> **Written instruction**
Rewrite every item below, replacing "record the coordinates" with "give the coordinates" and keeping everything else the same.

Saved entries
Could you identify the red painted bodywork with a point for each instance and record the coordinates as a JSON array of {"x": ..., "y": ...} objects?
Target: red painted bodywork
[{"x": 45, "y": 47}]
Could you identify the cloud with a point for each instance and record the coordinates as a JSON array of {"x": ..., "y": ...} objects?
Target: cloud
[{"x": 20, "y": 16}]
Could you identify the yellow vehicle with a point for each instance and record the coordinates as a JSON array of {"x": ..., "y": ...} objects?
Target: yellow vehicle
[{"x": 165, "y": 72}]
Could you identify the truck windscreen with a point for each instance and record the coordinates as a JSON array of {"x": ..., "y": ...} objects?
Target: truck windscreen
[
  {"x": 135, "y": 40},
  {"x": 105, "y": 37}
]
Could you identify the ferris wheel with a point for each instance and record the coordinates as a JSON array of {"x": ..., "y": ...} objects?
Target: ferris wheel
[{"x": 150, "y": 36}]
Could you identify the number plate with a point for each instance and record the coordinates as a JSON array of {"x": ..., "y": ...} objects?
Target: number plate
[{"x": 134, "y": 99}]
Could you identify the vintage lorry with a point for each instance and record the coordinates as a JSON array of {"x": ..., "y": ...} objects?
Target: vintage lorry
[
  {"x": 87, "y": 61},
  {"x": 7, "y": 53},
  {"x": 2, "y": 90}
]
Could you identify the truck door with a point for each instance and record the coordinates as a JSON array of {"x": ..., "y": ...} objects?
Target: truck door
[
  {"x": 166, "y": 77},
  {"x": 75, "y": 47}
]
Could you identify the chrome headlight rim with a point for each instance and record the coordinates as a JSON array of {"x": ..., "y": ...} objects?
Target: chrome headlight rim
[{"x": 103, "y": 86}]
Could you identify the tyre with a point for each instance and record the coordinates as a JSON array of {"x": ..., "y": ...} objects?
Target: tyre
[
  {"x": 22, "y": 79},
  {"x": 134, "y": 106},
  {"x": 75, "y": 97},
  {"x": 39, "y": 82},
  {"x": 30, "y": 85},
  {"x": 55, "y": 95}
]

> **Exercise solution**
Could you identify the red painted bodywork with a point for each instance and give the coordinates as a JSON array of {"x": ..., "y": ...} objects?
Target: red painted bodywork
[{"x": 45, "y": 47}]
Could you identify the cloud with a point for each instance and give the coordinates as a JSON array of {"x": ..., "y": ...} objects?
Target: cloud
[{"x": 20, "y": 16}]
Could you identify the yellow vehicle with a point for each instance and give the coordinates as a JSON array of {"x": ..., "y": ...} objects?
Target: yellow vehicle
[{"x": 165, "y": 72}]
Could you identify the truck windscreen with a point for each instance and give the coordinates as a JSON array of {"x": ..., "y": ...} objects?
Target: truck windscreen
[
  {"x": 135, "y": 40},
  {"x": 105, "y": 37}
]
Could you identify the ferris wheel with a point for each instance and give the coordinates as a JSON array of {"x": ..., "y": ...} objects?
Target: ferris wheel
[{"x": 150, "y": 36}]
Could you identify the number plate with a point for each instance and give the coordinates as a JSON array of {"x": ..., "y": ...} objects?
Target: number plate
[{"x": 134, "y": 99}]
Could you identify the vintage lorry with a point for each instance and give the coordinates as a JSON array of {"x": ..., "y": ...} objects?
Target: vintage lorry
[
  {"x": 87, "y": 61},
  {"x": 7, "y": 53},
  {"x": 2, "y": 90}
]
Could you identify the truck door with a point for each instance and give the coordinates as a JSON array of {"x": ..., "y": ...} objects?
Target: truck door
[
  {"x": 166, "y": 77},
  {"x": 75, "y": 47}
]
Could you identify the chrome headlight rim with a point for each instance and give the coordinates as a JSON array of {"x": ..., "y": ...} objects?
Target: chrome headlight rim
[{"x": 103, "y": 86}]
Could you identify the tyre with a point for each instance and give the coordinates as a JSON array of {"x": ..., "y": ...} objects?
Target: tyre
[
  {"x": 22, "y": 79},
  {"x": 134, "y": 106},
  {"x": 75, "y": 97},
  {"x": 39, "y": 82},
  {"x": 30, "y": 85},
  {"x": 55, "y": 95}
]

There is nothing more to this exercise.